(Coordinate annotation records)
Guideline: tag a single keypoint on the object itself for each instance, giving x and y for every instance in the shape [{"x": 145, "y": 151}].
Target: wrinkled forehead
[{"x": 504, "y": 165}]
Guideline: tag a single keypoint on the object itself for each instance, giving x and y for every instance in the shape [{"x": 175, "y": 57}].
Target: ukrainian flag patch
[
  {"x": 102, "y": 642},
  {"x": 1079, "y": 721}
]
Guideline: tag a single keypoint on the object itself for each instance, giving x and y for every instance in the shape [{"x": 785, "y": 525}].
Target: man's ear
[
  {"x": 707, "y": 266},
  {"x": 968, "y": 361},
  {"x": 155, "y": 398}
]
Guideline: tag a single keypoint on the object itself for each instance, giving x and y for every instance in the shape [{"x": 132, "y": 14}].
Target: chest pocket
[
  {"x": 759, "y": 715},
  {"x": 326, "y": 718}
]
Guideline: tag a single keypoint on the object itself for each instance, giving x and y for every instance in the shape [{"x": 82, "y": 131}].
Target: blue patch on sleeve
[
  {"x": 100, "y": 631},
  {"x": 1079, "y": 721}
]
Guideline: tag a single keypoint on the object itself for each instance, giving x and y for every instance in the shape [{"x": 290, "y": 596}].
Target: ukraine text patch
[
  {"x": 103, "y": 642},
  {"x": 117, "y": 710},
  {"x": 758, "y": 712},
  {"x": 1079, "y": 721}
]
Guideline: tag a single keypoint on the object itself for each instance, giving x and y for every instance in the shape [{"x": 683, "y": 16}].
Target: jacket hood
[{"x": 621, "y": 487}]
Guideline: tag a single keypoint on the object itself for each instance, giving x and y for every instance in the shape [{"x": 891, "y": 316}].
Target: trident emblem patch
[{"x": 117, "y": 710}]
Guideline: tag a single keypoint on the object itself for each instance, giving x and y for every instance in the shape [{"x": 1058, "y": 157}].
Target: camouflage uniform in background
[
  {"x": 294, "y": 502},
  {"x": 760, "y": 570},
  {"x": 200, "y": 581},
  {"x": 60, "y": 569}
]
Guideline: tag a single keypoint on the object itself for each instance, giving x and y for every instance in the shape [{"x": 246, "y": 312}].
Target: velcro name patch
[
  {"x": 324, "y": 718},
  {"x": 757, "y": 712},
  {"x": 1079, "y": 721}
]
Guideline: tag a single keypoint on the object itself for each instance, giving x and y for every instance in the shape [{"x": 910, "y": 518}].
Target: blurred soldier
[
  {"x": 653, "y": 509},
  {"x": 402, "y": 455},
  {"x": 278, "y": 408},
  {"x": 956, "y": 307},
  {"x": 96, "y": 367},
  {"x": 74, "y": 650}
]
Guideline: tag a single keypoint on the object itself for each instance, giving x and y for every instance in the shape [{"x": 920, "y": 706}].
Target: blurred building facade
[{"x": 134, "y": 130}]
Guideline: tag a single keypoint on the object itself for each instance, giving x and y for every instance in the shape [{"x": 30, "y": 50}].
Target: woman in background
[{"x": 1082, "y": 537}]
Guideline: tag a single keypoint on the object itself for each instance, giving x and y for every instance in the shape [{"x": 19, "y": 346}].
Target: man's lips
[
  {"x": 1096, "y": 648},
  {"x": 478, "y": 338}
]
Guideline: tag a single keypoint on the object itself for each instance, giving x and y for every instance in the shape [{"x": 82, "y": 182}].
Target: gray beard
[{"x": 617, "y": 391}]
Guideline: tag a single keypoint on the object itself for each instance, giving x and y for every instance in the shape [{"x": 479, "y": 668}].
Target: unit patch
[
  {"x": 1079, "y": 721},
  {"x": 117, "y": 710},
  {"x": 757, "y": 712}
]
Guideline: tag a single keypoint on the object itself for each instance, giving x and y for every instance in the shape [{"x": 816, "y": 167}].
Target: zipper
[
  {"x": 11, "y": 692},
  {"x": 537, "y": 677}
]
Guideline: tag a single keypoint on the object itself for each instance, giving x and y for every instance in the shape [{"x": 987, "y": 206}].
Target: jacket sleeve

--- YOUR GOAL ---
Provide all the records again, word for word.

--- COMPLETE RESPONSE ---
Guideline: tag a single keypoint on the object itself for each instance, giving x and y for every instance in the shape [{"x": 145, "y": 151}].
Target: wrinkled forehead
[{"x": 504, "y": 165}]
Guideline: tag a single keypoint on the object itself for each instance, giving x and y for every instance in the shape [{"x": 175, "y": 57}].
Target: ukrainian flag patch
[
  {"x": 102, "y": 642},
  {"x": 1079, "y": 721}
]
Guideline: tag a single keypoint on the object itself for each instance, giving x and y for every instance in the shape [{"x": 785, "y": 525}].
Target: man's ear
[
  {"x": 707, "y": 266},
  {"x": 968, "y": 361},
  {"x": 155, "y": 398}
]
Guideline: tag a single keypoint on the object itself for each instance, giving x and y for every instance in the shape [{"x": 132, "y": 14}].
Target: chest pocket
[
  {"x": 759, "y": 715},
  {"x": 326, "y": 718}
]
Guideline: tag a single keypoint on the object itself for each instance, giving x and y for every instance in the shape [{"x": 82, "y": 131}].
Target: blue patch on sleeve
[
  {"x": 100, "y": 631},
  {"x": 1079, "y": 721}
]
Guideline: tag a single keypoint on the object itself for each instance, giving x and y for every instance in the shape [{"x": 290, "y": 596}].
Target: ukraine text patch
[
  {"x": 103, "y": 642},
  {"x": 117, "y": 710},
  {"x": 758, "y": 712},
  {"x": 1079, "y": 721}
]
Guideline: tag a single keypoint on the object itself for each instance, giving x and y for every instance in the shape [{"x": 683, "y": 16}].
Target: jacket hood
[{"x": 621, "y": 487}]
Guideline: tag a single keypoint on the object itself for each instance, giving x and y for every instance in the shape [{"x": 891, "y": 316}].
Target: trident emblem patch
[{"x": 117, "y": 710}]
Guideline: tag a single keypoint on the object itself for each instance, giving x and y for every instance in the shape [{"x": 1058, "y": 157}].
Target: camouflage uniform in background
[
  {"x": 294, "y": 502},
  {"x": 760, "y": 570},
  {"x": 200, "y": 581},
  {"x": 60, "y": 569}
]
Guideline: tag a single keypoint on the object itself for each instance, giving x and y for every instance in the shape [{"x": 246, "y": 312}].
Target: velcro name patch
[
  {"x": 324, "y": 718},
  {"x": 757, "y": 712},
  {"x": 1079, "y": 721}
]
Guideline: tag a single keypoint on the object itself for each instance, giving x and y for every instance in the shape [{"x": 910, "y": 518}].
Target: blurred soldier
[
  {"x": 653, "y": 509},
  {"x": 402, "y": 455},
  {"x": 278, "y": 408},
  {"x": 956, "y": 307},
  {"x": 96, "y": 367},
  {"x": 74, "y": 650}
]
Guideline: tag a single keypoint on the object itself for each instance, giving x and y for every instance in the shape [{"x": 920, "y": 706}].
Target: blurred building facade
[{"x": 134, "y": 130}]
Guideline: tag a single keypoint on the object itself for each instance, giving x and y for every instance in the shape [{"x": 30, "y": 50}].
Target: woman in background
[{"x": 1082, "y": 537}]
Guideline: tag a single keypoint on the object itself for each instance, giving x and y for every instance in the shape [{"x": 19, "y": 346}].
Target: man's lips
[
  {"x": 1096, "y": 648},
  {"x": 478, "y": 338}
]
Guideline: tag a single keypoint on the object itself for each instance, giving x and y for every instance in the shape [{"x": 82, "y": 182}].
Target: gray beard
[{"x": 617, "y": 391}]
Guideline: tag a single keypoint on the object itself for each instance, giving x and y for every instance in the shape [{"x": 479, "y": 668}].
Target: unit patch
[
  {"x": 1079, "y": 721},
  {"x": 117, "y": 710},
  {"x": 757, "y": 712}
]
Guideline: tag a single keypoint on the object itself for each instance, giving x and y for every instance in the shape [{"x": 816, "y": 167}].
Target: zipper
[
  {"x": 11, "y": 692},
  {"x": 537, "y": 677}
]
Guideline: tag a single keypoint on the object itself for each instance, giving x and y for every instance in the shape [{"x": 987, "y": 206}].
Target: jacket sleeve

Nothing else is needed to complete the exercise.